- [WORK TO DO]: Pick out each line of the data below that contains the word "facade" and copy those lines.

- [ROWS]:
+-------+

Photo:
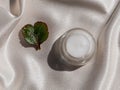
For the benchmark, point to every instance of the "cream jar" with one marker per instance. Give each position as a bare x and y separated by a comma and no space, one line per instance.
75,47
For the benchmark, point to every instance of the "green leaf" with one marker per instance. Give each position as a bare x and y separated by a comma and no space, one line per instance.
36,34
28,33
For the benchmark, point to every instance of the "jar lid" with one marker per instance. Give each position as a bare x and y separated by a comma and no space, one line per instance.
77,46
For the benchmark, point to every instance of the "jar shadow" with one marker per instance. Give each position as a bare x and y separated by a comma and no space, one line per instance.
57,64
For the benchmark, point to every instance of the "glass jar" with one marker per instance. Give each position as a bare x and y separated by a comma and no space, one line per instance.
75,47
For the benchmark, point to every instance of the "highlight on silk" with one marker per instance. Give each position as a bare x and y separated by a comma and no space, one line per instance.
59,44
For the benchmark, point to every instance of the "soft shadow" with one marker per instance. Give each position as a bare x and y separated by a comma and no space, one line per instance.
96,6
23,42
57,64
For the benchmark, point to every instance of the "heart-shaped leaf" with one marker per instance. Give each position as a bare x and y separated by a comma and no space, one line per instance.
35,35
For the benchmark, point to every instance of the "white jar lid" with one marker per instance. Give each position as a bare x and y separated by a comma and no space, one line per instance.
78,46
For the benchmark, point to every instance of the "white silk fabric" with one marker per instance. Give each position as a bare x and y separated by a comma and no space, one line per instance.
24,68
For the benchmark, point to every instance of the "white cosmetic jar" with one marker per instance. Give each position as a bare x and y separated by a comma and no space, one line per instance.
75,47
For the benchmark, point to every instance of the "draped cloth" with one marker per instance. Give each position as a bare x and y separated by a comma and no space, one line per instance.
24,68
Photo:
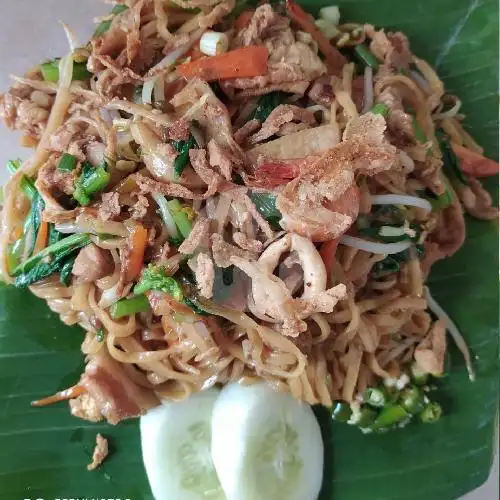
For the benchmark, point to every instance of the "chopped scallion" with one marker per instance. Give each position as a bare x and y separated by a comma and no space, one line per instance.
67,163
126,307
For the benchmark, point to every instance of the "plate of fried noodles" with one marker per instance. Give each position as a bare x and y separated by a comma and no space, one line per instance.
270,203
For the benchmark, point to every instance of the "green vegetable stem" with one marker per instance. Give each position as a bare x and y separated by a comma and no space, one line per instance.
126,307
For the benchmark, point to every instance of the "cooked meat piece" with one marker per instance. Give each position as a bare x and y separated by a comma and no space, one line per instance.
85,407
279,116
265,23
241,135
100,452
110,206
140,208
199,162
222,158
242,240
92,263
321,91
476,200
399,123
390,48
205,275
448,236
430,353
56,181
290,60
223,252
197,236
112,390
20,112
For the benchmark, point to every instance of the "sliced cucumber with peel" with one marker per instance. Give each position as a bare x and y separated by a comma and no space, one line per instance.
266,445
175,440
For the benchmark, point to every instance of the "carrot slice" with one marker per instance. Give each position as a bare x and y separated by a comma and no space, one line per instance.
135,258
41,239
243,20
334,59
475,164
246,62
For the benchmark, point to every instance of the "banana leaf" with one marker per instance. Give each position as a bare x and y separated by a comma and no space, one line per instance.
44,451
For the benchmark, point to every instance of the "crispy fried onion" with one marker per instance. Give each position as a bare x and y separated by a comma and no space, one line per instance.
321,203
273,301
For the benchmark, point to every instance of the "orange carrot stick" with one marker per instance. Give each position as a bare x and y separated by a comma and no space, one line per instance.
334,59
475,164
246,62
71,393
41,239
135,258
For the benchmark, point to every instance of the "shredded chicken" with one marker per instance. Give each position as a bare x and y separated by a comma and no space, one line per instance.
198,236
110,206
390,48
430,353
281,115
111,391
92,263
223,252
100,452
205,275
311,204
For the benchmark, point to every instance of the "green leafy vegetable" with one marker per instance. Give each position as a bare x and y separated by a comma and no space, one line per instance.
61,247
431,413
54,235
50,71
392,263
35,218
363,54
341,411
154,278
183,147
266,104
390,416
265,203
412,399
91,181
27,185
375,397
126,307
450,162
67,163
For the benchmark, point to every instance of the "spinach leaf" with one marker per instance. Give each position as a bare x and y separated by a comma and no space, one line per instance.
183,147
450,161
35,219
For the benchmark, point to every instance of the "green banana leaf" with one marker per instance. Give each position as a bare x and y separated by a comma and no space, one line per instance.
43,452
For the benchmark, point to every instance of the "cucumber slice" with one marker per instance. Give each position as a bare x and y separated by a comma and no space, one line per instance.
266,445
175,440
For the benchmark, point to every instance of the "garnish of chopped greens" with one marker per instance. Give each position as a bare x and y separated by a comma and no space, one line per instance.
182,160
266,104
92,180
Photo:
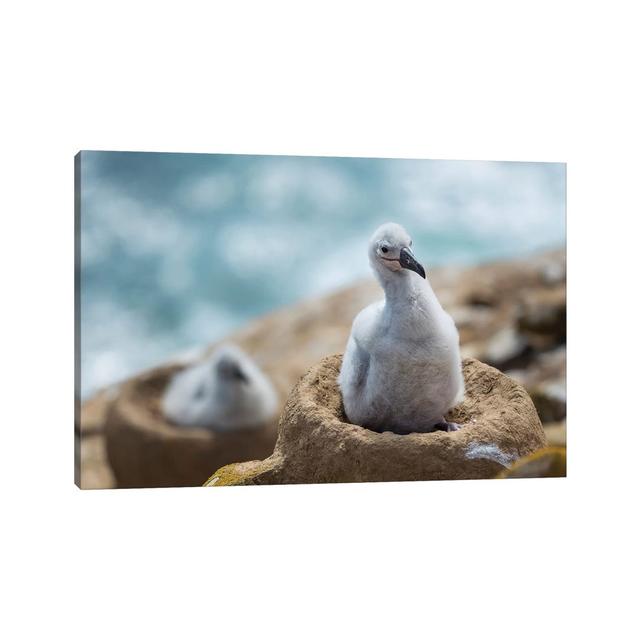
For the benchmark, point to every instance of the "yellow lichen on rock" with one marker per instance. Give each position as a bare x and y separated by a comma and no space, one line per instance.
546,463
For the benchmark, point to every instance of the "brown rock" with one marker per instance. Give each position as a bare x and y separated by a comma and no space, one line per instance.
542,316
546,463
550,399
316,443
145,450
556,433
92,469
486,301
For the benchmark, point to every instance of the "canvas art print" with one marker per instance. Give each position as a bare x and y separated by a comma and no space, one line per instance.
250,320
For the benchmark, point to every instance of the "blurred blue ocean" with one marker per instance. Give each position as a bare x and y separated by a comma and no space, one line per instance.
177,250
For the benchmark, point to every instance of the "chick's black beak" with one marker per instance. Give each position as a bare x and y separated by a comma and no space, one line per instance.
408,261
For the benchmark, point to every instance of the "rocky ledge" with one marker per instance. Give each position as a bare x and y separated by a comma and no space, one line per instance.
316,444
145,450
510,314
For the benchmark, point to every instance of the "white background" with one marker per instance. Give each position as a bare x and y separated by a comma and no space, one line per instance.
476,80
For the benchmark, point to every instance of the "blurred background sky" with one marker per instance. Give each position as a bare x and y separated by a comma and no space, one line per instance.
177,250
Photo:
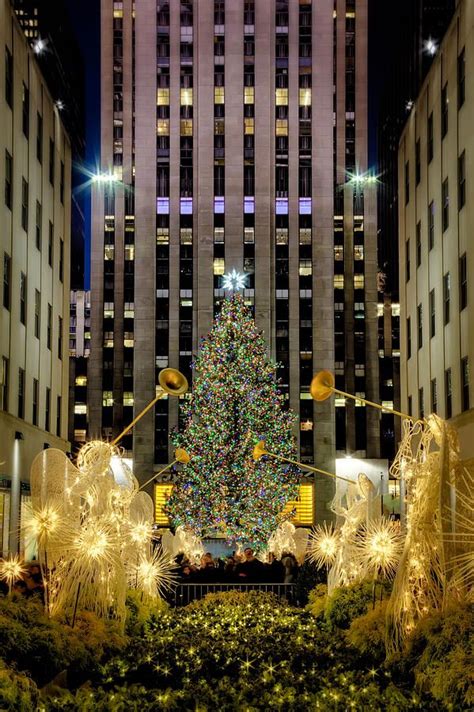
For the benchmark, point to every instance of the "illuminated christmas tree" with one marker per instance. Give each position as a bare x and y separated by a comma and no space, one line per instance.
234,404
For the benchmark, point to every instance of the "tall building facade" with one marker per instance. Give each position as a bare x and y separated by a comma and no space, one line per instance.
416,29
435,167
35,219
234,135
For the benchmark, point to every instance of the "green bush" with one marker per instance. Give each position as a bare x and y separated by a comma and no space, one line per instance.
17,692
308,577
317,600
367,634
347,603
33,643
441,651
141,611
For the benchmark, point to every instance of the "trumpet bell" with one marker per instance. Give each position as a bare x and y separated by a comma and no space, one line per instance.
173,382
259,450
322,385
181,455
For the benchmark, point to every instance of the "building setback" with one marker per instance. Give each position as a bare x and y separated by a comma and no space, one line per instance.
435,166
35,218
230,131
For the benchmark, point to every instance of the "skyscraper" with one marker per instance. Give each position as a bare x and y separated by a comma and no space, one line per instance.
234,137
416,29
35,231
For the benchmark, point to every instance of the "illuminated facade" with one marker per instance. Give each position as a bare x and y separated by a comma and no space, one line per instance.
259,119
35,220
435,244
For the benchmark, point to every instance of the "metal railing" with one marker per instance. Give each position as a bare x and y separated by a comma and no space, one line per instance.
185,593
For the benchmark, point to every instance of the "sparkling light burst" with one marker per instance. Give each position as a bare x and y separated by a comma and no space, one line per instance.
11,570
156,575
234,281
379,547
323,545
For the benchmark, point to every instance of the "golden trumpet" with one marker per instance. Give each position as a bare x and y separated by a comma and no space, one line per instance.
172,382
260,450
180,454
323,385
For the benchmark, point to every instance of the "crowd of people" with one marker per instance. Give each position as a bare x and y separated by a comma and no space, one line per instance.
239,568
30,583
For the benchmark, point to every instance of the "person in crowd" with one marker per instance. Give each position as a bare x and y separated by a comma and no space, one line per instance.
19,587
290,566
208,572
251,570
274,570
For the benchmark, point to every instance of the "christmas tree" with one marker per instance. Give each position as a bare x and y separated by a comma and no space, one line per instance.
234,404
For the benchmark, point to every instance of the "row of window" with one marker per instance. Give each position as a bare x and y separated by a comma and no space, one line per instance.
446,306
23,305
4,397
448,391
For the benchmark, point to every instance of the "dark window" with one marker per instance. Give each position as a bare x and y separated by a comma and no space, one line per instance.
21,393
35,401
432,314
60,337
449,392
418,244
7,265
58,416
8,180
421,403
49,327
444,110
8,77
39,220
417,162
23,297
47,410
431,225
419,321
461,180
37,313
434,396
445,203
39,137
4,383
461,78
446,297
24,204
51,161
25,110
463,282
61,183
465,383
430,143
407,182
61,259
50,243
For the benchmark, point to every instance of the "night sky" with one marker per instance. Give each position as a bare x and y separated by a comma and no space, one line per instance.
85,17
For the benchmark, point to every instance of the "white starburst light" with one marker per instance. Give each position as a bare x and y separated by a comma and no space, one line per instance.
234,281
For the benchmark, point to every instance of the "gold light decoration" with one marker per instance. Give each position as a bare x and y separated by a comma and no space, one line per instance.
11,570
379,547
156,575
323,545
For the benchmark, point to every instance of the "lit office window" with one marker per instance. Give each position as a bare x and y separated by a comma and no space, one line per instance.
162,97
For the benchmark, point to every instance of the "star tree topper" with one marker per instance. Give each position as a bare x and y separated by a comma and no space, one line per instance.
234,281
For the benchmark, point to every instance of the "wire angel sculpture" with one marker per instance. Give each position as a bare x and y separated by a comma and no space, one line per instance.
434,563
93,529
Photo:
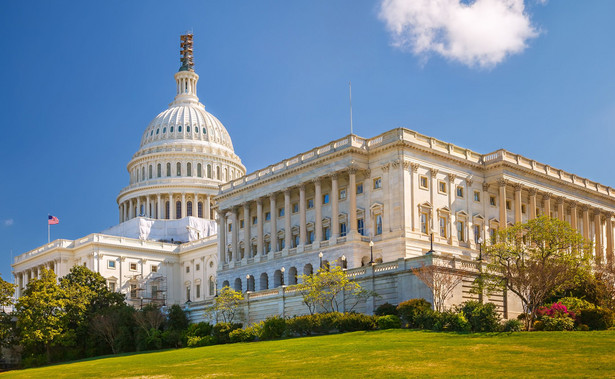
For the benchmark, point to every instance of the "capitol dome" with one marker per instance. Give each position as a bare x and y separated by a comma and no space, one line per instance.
184,156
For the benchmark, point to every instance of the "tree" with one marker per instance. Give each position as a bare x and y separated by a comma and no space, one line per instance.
7,290
41,311
227,304
441,281
322,290
537,259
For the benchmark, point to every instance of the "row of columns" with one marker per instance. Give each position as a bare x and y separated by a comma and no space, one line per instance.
154,206
318,237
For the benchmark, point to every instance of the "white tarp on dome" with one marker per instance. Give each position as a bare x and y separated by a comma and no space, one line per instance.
183,230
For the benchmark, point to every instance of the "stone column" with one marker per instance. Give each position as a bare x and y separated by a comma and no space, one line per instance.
206,207
273,214
247,228
502,188
302,222
585,210
518,203
287,227
335,223
609,239
560,209
318,210
532,203
547,204
159,206
259,226
598,236
221,238
352,197
235,234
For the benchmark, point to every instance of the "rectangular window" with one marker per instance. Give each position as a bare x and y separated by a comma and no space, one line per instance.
342,194
460,192
377,183
461,227
443,228
442,187
342,229
423,182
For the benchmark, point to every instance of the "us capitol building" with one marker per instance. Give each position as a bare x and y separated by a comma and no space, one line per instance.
191,220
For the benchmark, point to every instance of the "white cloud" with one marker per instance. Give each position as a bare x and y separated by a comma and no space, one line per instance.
476,33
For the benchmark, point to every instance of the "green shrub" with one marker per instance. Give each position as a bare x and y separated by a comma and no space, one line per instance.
451,322
597,318
352,322
386,309
512,325
574,304
414,312
556,324
222,330
389,322
482,317
300,325
274,327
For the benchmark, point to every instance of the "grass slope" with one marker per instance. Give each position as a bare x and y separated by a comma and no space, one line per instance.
390,353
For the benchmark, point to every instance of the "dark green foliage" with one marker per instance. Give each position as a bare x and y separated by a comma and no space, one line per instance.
352,322
222,331
512,325
413,312
386,309
481,317
389,322
274,327
597,318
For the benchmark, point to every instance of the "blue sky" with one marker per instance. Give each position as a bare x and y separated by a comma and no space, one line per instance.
81,81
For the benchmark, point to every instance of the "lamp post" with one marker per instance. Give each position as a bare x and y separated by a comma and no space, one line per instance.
371,252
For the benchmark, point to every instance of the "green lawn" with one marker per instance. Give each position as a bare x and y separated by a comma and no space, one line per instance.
392,353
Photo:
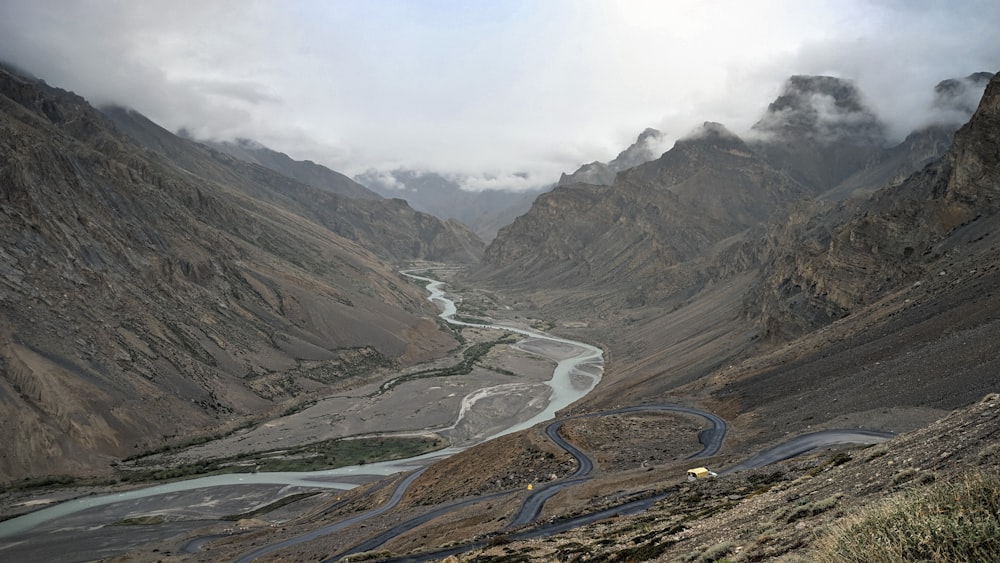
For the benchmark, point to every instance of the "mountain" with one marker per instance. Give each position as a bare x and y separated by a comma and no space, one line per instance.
647,234
645,148
388,228
150,294
837,261
305,171
484,211
821,131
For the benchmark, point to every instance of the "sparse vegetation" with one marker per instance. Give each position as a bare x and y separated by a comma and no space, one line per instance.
954,521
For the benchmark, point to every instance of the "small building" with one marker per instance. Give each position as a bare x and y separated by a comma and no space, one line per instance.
700,473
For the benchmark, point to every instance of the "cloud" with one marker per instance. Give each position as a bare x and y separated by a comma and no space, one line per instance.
483,89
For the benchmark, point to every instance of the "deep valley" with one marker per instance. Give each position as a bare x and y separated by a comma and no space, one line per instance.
173,310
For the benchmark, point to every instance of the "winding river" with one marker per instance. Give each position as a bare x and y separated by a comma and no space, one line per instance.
575,375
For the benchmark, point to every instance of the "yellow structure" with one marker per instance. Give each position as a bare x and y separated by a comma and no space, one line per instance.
700,473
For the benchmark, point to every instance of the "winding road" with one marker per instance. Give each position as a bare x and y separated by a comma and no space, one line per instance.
711,440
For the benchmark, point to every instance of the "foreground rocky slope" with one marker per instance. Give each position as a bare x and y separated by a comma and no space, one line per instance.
143,299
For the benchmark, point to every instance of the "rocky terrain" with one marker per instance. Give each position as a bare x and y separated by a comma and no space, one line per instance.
149,294
814,276
484,211
645,148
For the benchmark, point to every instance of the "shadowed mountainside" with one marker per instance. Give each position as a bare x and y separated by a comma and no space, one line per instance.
143,297
389,228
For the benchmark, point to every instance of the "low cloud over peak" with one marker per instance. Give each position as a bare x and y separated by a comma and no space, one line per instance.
503,87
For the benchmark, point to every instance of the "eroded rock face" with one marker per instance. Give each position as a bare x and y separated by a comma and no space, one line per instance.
142,302
645,148
634,235
829,264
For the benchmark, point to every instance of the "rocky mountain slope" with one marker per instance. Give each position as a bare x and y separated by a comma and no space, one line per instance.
817,143
484,211
915,341
388,227
648,235
850,256
147,295
307,172
645,148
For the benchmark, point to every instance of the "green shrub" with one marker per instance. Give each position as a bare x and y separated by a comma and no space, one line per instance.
950,521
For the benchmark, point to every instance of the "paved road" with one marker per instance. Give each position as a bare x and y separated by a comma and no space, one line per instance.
531,508
711,440
807,443
397,495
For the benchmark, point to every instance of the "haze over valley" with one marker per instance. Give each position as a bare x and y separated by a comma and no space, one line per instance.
237,325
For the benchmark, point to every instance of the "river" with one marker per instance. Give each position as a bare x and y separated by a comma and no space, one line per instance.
575,375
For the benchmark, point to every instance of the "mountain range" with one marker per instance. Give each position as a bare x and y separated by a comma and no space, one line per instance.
810,274
155,287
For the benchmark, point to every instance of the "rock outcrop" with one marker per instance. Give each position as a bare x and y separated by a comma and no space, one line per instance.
143,298
825,266
646,236
645,148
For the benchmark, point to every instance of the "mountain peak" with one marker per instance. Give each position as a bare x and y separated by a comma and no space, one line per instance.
647,147
961,94
822,109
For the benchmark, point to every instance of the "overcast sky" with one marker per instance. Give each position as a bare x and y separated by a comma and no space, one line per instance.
486,88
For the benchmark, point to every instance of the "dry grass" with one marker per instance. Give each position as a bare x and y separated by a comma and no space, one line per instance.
951,521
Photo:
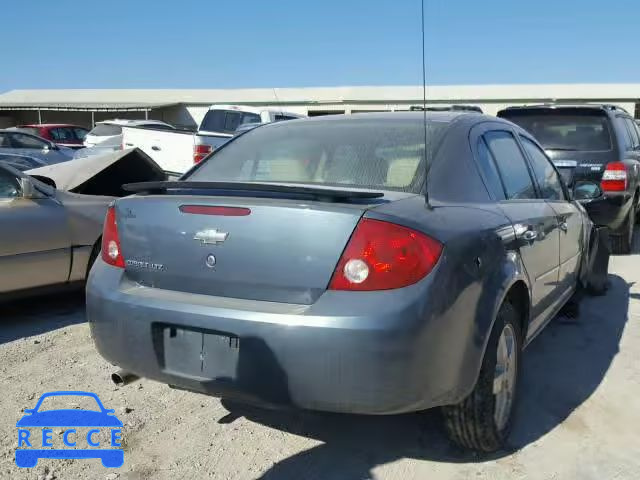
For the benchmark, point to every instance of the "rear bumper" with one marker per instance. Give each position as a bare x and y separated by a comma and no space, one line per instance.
386,353
610,211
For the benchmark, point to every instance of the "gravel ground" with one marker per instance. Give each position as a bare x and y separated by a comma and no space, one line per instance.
578,416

+-------+

- [TASK RESULT]:
For the benchmark, point to every instance of the "tall building facade" with one marker per instance. Give each position as a bare x and y separated by a comma and no space, one line per instance.
For the benchmark, point to every instance of the "illuminated facade" with one marker per instance. Give each position as a bare x and y separated by a comma and no space, one line per instance.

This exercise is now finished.